### [TEXTO DE LA PÁGINA]
-*-
La emigración implicaba casi siempre un proceso duro, a veces desgarrador y más en las condiciones que partían los nuestros, sobre todo al principio. La mayoría, sin contrato de trabajo, a la aventura, con empleos penosos, fatigosos y mal pagados.

Menos oportunidades tuvo un cliente de mi despacho, que tenía como apodo una palabra que expresa muy bien la desafección al trabajo. No logró una pensión al no tener cotizaciones suficientes. Y cuando le pregunté por sus trabajos en Alemania contestó con evasivas. Sucedió que llegando a cierta ciudad –creó que era Bonn–, se alojó en la vivienda de unos amigos del pueblo, esperando que le ayudaran a encontrar trabajo. El primer fin de semana, les pidió información para saber dónde buscar alguna diversión de cierto nivel. Los compañeros, no exentos de cierta guasa, le indicaron que las chicas alemanas (rubias, de ojos azules) tenían mejor disposición que las estrechas españolas. Y pensó que su buena planta y unas frases precisas –que previamente le habían dicho en alemán– le bastarían para salir a la calle y galantear a las señoras. Nuestro hombre, que, en efecto, era apuesto, con cierto aire demodé a lo Carlos Gardel, se puso su mejor atuendo, peinó el cabello negro con raya y abundante brillantina y se lanzó a conquistar la calle. La primera mujer que requirió, le miró de soslayo y se alejó pensando que era un loco. La segunda, reaccionó con violencia y le sacudió con el bolso. Y la tercera fue aun peor. Se puso como un basilisco y llamó a la policía. No solo fue detenido. Le pusieron en un tren con la advertencia seria –alemana– de que no volviera a aparecer por el país teutón. Así fue su paso por la República Federal.

Otro país que recibió mucha gente española fue Suiza, donde las condiciones, trabajos y demás circunstancias eran, poco más o menos, las mismas.
-*-
(Registros de datos recopilados)
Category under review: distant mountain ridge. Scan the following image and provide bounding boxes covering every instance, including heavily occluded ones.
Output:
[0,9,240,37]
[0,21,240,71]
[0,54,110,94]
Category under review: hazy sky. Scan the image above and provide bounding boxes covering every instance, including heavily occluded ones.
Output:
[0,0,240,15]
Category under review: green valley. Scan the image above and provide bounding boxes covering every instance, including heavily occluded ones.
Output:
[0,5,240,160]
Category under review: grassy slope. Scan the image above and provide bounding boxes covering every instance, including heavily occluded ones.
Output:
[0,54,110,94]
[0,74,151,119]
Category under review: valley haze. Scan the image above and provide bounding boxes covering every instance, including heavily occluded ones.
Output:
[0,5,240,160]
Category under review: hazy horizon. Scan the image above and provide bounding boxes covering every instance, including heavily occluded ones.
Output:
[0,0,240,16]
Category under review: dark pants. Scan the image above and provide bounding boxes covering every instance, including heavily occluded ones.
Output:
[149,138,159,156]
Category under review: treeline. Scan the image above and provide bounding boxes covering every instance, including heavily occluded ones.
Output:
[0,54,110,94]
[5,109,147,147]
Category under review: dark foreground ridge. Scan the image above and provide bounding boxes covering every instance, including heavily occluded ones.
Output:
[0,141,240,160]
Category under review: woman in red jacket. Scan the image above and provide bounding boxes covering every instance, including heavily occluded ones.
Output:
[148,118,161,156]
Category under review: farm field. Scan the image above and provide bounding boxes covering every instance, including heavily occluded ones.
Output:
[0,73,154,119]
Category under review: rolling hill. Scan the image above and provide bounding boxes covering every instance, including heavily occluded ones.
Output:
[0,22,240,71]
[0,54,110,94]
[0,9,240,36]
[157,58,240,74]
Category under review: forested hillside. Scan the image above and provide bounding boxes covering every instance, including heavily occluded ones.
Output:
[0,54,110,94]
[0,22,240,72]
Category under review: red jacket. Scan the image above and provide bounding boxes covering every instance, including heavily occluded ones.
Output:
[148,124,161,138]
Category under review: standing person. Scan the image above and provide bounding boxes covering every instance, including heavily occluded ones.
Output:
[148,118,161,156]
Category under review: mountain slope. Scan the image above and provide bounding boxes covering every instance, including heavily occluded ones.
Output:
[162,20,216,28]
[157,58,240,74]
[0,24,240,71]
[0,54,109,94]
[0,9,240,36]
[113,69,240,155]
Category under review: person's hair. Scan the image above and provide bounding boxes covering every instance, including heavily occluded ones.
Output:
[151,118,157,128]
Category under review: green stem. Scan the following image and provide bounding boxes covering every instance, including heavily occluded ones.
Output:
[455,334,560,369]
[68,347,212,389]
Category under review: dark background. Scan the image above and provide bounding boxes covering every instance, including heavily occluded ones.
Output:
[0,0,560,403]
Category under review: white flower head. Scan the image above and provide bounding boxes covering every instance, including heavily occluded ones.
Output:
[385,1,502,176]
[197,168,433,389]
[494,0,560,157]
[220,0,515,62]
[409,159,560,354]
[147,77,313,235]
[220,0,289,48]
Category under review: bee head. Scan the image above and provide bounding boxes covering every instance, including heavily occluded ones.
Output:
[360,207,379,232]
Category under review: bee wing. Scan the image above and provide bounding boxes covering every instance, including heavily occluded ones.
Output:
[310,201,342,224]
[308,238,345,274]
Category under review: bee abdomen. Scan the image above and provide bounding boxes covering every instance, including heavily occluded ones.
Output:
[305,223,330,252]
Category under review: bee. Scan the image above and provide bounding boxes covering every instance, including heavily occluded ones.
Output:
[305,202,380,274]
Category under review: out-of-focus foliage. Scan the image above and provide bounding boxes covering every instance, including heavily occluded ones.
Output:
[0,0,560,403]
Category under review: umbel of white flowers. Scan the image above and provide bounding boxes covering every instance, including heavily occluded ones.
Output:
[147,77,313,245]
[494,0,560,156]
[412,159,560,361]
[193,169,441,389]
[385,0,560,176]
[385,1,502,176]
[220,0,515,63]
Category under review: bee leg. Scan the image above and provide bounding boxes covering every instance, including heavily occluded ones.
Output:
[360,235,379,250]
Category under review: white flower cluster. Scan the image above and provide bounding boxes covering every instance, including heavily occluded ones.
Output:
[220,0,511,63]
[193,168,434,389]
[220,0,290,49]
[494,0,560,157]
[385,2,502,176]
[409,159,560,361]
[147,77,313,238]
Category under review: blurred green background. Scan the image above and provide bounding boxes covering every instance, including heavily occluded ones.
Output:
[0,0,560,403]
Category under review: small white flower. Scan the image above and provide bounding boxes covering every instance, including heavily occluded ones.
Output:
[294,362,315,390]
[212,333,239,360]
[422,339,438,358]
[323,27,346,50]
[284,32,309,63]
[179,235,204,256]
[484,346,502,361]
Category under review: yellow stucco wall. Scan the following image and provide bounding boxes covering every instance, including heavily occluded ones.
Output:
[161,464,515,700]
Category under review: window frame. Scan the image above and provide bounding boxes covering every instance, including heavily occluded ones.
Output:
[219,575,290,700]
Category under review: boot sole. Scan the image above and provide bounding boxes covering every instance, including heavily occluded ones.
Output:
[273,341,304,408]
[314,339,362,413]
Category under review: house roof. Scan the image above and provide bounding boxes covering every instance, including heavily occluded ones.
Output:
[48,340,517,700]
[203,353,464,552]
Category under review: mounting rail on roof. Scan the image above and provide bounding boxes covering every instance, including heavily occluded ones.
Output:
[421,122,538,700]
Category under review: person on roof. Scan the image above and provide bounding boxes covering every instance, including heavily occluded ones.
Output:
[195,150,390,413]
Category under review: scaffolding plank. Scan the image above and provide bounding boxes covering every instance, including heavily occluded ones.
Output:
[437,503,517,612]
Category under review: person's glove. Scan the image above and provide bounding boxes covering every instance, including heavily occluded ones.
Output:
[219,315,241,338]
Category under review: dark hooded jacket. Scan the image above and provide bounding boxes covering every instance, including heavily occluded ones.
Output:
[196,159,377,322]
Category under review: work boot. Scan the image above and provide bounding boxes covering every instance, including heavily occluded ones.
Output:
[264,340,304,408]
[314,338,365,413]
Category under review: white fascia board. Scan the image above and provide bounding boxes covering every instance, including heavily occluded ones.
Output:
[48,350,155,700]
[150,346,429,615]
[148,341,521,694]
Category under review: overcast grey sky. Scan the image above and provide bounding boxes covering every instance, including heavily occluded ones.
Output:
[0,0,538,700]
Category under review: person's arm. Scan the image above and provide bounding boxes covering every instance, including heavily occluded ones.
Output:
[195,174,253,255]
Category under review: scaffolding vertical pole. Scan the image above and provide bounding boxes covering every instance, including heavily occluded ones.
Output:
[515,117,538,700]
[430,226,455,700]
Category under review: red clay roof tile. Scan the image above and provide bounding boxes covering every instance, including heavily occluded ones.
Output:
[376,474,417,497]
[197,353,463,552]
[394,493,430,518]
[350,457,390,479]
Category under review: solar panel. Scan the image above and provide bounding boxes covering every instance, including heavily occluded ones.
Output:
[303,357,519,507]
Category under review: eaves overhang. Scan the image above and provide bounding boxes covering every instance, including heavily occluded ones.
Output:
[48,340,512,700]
-*-
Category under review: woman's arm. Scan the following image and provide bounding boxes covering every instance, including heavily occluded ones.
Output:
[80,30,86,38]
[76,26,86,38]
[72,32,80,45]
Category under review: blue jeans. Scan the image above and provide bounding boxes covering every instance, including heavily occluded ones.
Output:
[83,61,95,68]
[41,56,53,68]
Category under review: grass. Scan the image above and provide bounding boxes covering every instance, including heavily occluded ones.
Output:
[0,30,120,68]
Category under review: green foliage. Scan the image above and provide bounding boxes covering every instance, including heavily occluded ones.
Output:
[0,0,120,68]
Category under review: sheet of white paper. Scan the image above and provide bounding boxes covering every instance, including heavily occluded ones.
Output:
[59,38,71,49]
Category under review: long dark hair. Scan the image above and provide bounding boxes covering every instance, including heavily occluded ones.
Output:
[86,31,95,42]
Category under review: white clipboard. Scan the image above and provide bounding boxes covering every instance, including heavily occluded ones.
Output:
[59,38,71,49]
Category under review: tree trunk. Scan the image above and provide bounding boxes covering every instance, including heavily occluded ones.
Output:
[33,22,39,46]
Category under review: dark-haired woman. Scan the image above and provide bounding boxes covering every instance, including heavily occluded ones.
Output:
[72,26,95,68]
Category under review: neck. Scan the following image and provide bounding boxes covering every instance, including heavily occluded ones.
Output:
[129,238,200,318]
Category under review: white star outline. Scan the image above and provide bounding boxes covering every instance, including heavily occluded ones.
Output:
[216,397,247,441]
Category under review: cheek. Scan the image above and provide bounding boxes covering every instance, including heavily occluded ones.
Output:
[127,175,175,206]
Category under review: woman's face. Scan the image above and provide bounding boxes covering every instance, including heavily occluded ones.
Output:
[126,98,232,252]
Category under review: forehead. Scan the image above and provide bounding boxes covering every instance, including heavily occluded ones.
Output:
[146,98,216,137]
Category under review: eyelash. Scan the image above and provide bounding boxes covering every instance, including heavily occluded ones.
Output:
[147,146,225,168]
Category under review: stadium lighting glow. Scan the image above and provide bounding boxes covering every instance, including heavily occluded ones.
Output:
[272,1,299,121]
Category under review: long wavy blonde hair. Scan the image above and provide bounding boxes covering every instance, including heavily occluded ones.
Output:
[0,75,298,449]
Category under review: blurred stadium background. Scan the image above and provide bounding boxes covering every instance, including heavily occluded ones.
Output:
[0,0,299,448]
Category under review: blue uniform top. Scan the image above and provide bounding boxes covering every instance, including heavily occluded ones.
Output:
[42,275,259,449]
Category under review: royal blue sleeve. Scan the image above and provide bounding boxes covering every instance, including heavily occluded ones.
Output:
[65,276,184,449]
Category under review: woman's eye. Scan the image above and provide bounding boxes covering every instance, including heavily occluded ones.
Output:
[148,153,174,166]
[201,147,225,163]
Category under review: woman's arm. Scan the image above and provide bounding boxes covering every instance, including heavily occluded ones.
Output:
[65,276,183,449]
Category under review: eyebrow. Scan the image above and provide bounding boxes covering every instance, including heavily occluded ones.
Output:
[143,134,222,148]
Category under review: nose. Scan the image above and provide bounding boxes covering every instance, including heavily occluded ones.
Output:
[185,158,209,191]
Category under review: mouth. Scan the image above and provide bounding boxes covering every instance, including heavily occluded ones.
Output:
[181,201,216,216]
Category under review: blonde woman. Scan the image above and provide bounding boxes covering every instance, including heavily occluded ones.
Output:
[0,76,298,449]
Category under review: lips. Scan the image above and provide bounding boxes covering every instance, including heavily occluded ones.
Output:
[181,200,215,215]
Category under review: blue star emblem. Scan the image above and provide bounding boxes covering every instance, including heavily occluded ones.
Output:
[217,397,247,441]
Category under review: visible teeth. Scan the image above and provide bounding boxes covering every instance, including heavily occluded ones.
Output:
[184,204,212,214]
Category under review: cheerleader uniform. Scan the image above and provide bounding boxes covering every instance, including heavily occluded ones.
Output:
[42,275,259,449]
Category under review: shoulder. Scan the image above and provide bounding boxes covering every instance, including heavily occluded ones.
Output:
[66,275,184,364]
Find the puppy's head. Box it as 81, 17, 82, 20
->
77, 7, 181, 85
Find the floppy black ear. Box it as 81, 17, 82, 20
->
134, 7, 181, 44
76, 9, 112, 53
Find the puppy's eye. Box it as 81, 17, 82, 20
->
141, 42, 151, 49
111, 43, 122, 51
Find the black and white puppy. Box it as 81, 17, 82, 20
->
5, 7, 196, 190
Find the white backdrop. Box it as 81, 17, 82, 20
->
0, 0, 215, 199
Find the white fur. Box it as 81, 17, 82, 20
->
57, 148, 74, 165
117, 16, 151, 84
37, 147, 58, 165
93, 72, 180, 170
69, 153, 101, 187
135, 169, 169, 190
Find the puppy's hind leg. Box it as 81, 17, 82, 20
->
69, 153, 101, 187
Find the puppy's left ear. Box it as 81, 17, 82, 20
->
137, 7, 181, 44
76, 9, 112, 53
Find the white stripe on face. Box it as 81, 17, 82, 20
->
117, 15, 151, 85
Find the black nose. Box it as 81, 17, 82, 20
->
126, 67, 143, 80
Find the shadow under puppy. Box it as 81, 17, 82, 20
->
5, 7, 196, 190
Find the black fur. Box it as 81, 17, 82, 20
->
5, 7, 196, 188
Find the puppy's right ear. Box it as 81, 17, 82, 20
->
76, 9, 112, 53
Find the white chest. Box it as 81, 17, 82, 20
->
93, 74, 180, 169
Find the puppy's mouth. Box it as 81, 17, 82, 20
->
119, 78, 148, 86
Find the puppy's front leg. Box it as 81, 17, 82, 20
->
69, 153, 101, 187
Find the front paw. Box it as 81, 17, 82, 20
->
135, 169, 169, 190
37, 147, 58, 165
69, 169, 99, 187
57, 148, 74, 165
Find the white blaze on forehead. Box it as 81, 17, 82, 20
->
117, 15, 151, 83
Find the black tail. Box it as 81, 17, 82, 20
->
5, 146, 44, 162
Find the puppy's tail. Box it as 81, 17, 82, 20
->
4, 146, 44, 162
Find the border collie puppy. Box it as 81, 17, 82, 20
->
-*-
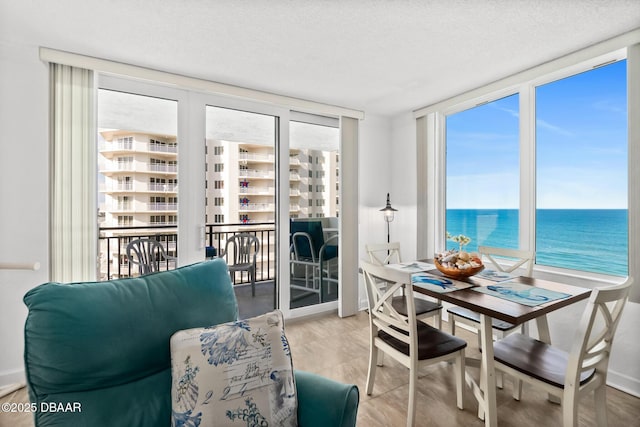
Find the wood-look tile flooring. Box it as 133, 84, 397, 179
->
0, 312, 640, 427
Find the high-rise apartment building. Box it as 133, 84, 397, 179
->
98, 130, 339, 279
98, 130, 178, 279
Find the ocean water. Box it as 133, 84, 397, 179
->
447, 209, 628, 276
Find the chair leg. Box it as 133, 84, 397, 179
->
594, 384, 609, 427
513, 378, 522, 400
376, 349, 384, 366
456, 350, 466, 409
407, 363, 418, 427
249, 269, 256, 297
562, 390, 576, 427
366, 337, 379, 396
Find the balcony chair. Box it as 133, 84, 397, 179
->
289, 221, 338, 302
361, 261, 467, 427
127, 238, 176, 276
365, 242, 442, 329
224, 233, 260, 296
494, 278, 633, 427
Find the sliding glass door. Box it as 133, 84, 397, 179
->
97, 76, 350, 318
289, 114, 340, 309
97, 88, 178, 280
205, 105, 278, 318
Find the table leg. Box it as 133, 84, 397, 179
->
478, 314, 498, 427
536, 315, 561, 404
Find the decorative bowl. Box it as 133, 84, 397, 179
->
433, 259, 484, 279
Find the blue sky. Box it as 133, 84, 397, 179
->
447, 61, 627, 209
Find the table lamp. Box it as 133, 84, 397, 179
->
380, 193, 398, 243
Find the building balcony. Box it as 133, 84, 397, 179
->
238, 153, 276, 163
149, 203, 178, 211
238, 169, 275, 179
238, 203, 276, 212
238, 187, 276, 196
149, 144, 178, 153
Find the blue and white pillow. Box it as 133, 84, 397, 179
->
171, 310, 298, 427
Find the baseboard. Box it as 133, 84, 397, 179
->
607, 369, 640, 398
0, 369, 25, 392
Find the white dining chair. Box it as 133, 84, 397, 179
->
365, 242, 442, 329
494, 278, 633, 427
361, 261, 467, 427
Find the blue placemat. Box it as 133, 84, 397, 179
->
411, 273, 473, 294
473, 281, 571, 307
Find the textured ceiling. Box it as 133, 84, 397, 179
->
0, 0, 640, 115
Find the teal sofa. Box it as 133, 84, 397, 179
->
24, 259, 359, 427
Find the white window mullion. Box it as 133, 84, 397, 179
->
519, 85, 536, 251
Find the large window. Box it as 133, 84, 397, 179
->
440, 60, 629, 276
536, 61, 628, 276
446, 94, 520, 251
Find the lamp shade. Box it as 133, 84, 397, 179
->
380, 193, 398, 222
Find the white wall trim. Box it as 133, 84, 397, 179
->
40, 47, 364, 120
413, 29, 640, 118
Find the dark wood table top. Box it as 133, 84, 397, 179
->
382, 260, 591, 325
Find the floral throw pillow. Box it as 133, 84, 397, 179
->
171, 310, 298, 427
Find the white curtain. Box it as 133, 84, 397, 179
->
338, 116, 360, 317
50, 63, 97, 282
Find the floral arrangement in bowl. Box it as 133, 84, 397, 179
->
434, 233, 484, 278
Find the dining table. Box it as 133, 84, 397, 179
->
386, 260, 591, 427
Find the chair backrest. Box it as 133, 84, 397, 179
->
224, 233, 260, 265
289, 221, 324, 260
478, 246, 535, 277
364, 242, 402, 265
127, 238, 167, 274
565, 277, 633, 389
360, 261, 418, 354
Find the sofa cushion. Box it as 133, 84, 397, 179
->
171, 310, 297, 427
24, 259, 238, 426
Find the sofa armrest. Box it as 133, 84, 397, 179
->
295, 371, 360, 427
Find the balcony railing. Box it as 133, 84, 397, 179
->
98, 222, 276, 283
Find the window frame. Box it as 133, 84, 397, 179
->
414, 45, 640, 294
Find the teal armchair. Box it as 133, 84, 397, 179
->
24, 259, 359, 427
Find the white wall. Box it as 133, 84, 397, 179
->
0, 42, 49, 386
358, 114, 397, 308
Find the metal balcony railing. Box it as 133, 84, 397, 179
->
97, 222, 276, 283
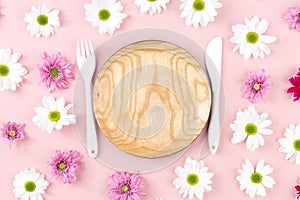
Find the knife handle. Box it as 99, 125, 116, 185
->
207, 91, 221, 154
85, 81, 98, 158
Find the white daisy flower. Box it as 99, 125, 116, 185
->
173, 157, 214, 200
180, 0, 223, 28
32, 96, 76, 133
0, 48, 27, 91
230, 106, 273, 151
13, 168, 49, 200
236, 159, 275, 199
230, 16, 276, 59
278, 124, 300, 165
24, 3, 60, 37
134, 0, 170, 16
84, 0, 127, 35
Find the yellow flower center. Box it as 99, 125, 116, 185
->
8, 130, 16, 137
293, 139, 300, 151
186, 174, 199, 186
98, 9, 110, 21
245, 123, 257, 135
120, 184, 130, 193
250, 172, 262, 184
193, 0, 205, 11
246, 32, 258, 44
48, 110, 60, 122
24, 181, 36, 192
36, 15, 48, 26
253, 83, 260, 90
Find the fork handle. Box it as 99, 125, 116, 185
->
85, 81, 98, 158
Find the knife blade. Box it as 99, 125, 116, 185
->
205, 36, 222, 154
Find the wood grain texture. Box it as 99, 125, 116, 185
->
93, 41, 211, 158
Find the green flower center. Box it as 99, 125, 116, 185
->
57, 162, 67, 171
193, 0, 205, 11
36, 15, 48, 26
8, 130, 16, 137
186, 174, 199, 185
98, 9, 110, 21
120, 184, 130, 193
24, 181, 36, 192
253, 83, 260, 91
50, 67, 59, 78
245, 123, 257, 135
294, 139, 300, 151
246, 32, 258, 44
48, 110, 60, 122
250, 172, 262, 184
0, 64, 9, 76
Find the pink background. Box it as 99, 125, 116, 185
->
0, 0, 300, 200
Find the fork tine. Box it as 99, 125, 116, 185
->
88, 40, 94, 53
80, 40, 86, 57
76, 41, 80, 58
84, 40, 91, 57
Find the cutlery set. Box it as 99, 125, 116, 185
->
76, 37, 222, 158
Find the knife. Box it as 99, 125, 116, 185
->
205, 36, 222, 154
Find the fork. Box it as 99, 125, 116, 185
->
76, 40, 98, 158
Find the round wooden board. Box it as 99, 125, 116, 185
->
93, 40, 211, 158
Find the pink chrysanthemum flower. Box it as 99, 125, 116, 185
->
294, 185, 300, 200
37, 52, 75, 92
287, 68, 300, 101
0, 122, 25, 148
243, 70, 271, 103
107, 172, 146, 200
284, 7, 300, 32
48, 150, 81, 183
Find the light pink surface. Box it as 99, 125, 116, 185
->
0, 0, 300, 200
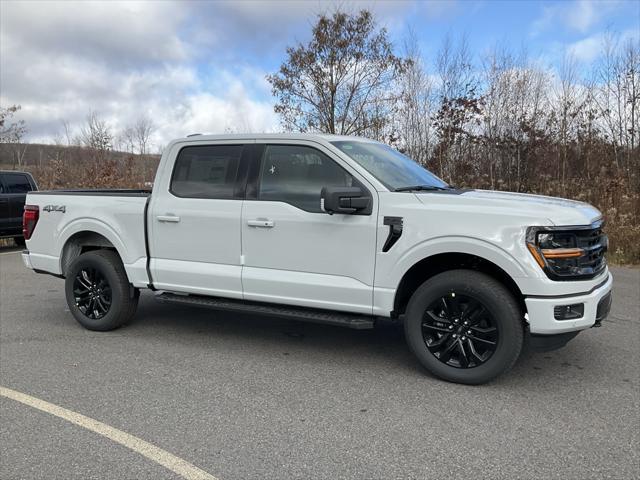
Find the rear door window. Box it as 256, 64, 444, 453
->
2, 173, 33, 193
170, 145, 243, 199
-*-
### [TAREA PENDIENTE 1]
Indica si estas afirmaciones coinciden con el texto sobre la emigración: (a) el cliente obtuvo una pensión; (b) la segunda mujer le golpeó con el bolso; (c) Suiza recibió mucha gente española. Responde sí o no en cada caso y cita literalmente las palabras del texto que lo deciden.
### [TAREA PENDIENTE 2]
Resume en dos oraciones el texto sobre la emigración.
### [TAREA PENDIENTE 3]
Por favor, imprime el fragmento del texto sobre la emigración que comienza en las palabras "La emigración implicaba" y termina después de "y mal pagados.".
Las filas no hacen falta para resolver nada aquí.

### [RESPUESTA DEL EJERCICIO 1]
(a) No: "No logró una pensión al no tener cotizaciones suficientes."
(b) Sí: "La segunda, reaccionó con violencia y le sacudió con el bolso."
(c) Sí: "Otro país que recibió mucha gente española fue Suiza"

### [RESPUESTA DEL EJERCICIO 2]
La emigración fue un proceso duro para la mayoría, que partía sin contrato de trabajo y acababa en empleos penosos, fatigosos y mal pagados. Un cliente del despacho, que no logró una pensión por falta de cotizaciones, fue detenido en Alemania tras intentar galantear a mujeres en la calle y lo pusieron en un tren con la advertencia de no volver al país.

### [RESPUESTA DEL EJERCICIO 3]
La emigración implicaba casi siempre un proceso duro, a veces desgarrador y más en las condiciones que partían los nuestros, sobre todo al principio. La mayoría, sin contrato de trabajo, a la aventura, con empleos penosos, fatigosos y mal pagados.